EXCERPTED TEXT
%%

FS&C: OK, that's "what". Now why write comics about scientists anyway?

OTTAVIANI: I actually have two ways to answer the question. Here's the long version...

I started reading comics in the newspaper as soon as I could read. The front page of the Chicago Tribune Sunday section had Peanuts and Dick Tracy and Doonesbury at the time -- three strips with totally different sensibilities, and I loved them all. I have vivid memories of lying on the carpet in my cousin's house looking at the Sunday section of the Indianapolis paper and being baffled by Prince Valiant. And not just baffled by how someone could do such beautiful drawings. I couldn't understand how the people could tell what each other was saying -- there were no word balloons!

I didn't start reading comic books until I was about 13. I remember coming home from a bookstore and being enthralled by a Pocket Books collection of early Spider-man comics from the 1960s. I started reading it on the way home, and couldn't stop. It was the middle of winter, and I sat reading in the back seat in my parka as the sun set and the heat escaped from the car and my fingers slowly grew too numb to turn the pages. I was enthralled. (If you care to read a more complete version of this story, look for the forthcoming Spark Generators, wrangled by none other than Jon "Bean" Hastings.)

Fast forward to the early 1980s, when this sort of comic (action-adventure/superhero) was enjoying something of a renaissance. And at the same time, some of the best new comics artists and writers such as Jaime and Gilbert Hernandez, Alan Moore, Matt Wagner, and Steve Rude were entering the medium. My younger brother introduced me to some of the good superhero stuff and from there I started branching out pretty quickly to the then-un-classifiable American Flagg!, Love and Rockets, American Splendor, and stuff like that. It was a great time to get seriously interested in comics, though I split my focus between comics and pursuing another ambition: to become a nuclear engineer.

In the process of getting a bachelor's and master's degree in that field and then working as a researcher and consultant to the electric power industry I learned plenty of science in class and on the job. Outside of class and work I enjoyed reading biographies of scientists whose discoveries I had learned about and used.

I'm pretty good at math, but pretty slow on the uptake sometimes, so it took me another 10 years to put one and one together and merge my two interests.

And besides enjoying comics, and wanting to work in the medium simply because of that enjoyment, I saw a need for them. Maybe it was simply my need for biographical stories about scientists, but that's as good a reason as any. Not to say that there isn't wonderful work in comics that has a biographical (or at least autobiographical) focus, but haven't seen much that's like what I do.

Sorry you asked? Here's the shorter version: I do comics about scientists because of Steve Lieber. We lived close to each other (shouting distance, in fact) for a number of years and used to meet for dinner, go to movies, loan each other books, talk about what we'd read, etc.. I had loaned him a copy of The Making of the Atomic Bomb by Richard Rhodes, and while we were discussing it he pointed out that a wartime meeting between Niels Bohr and Werner Heisenberg Rhodes described briefly had great dramatic potential. When I asked him if he'd draw the story if I wrote it up as a comics script, he said yes. A few years and a lot of research later we had "Heavy Water", one of my favorites tales from Two-Fisted Science.

 

FS&C: So it's natural that you'd work with Steve then. How do you decide on other artists, and how do you get them to participate?

%%

EXERCISE 1
According to the interview excerpt, which book did Ottaviani lend to Steve Lieber?
EXERCISE 2
Reproduce the passage of the interview excerpt starting at "I started reading comics" and ending at "no word balloons!".
The lines placed after this sentence play no part in the work here.

DATA
%%

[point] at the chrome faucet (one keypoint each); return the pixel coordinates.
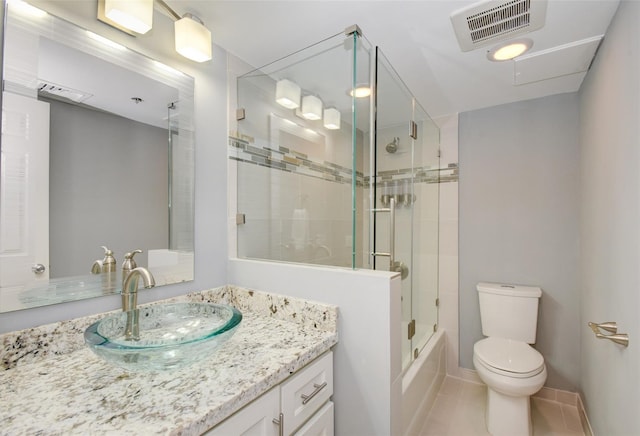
(130, 300)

%%

RESPONSE 1
The Making of the Atomic Bomb by Richard Rhodes.

RESPONSE 2
I started reading comics in the newspaper as soon as I could read. The front page of the Chicago Tribune Sunday section had Peanuts and Dick Tracy and Doonesbury at the time -- three strips with totally different sensibilities, and I loved them all. I have vivid memories of lying on the carpet in my cousin's house looking at the Sunday section of the Indianapolis paper and being baffled by Prince Valiant. And not just baffled by how someone could do such beautiful drawings. I couldn't understand how the people could tell what each other was saying -- there were no word balloons!